Document segment:
***
Despite the withdrawal of John Daly, who is receiving treatment in a clinic for a back injury following his car park scuffle with a spectator at the World Series in Akron last Sunday, the Canon European Masters has a sufficient number of Swiss bank accounts to spice the field.

In addition to Faldo there's Seve Ballesteros, Bernhard Langer, Colin Montgomerie and Corey Pavin. It also happens to be the first event that counts towards qualification for Europe's team for the Ryder Cup match against the United States in Rochester, New York, in 12 months' time. The leading 10 money winners qualify and Bernard Gallacher, the captain, has two selections instead of three. Another change is that next summer money won by Europeans in the three US majors will also count.

Montgomerie, who has the chance here of becoming the first player since Faldo in 1983 to win three tournaments in successive weeks following victories in the Murphy's English Open and the Volvo German Open, is the odd man out. Ryder Cup or no Ryder Cup, Europe's finest, with the exception of Montgomerie, intend to play more on the US Tour next season.
***
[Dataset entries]

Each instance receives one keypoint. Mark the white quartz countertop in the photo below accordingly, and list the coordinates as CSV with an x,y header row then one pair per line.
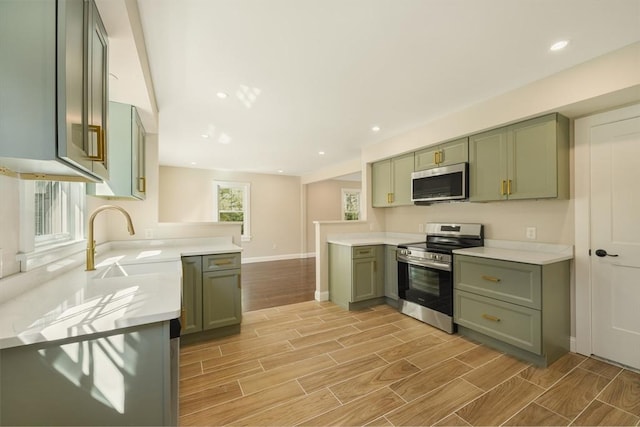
x,y
525,252
366,239
133,284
***
Study questions:
A. Answer each question from the golf report above, one line per answer:
(i) For what injury is John Daly receiving treatment?
(ii) Where will the Ryder Cup match against the United States be played?
(iii) Which two tournaments has Montgomerie recently won?
B. According to the golf report above, is each statement correct? Answer yes or no, and quote the words that decide it.
(i) Bernard Gallacher, the captain, will have three selections for the European team.
(ii) Next summer, money won by Europeans in the three US majors will count toward qualification.
(iii) Montgomerie intends to play more on the US Tour next season.

Response list:
A.
(i) A back injury.
(ii) Rochester, New York.
(iii) The Murphy's English Open and the Volvo German Open.

B.
(i) No: "Bernard Gallacher, the captain, has two selections instead of three."
(ii) Yes: "Another change is that next summer money won by Europeans in the three US majors will also count."
(iii) No: "Europe's finest, with the exception of Montgomerie, intend to play more on the US Tour next season."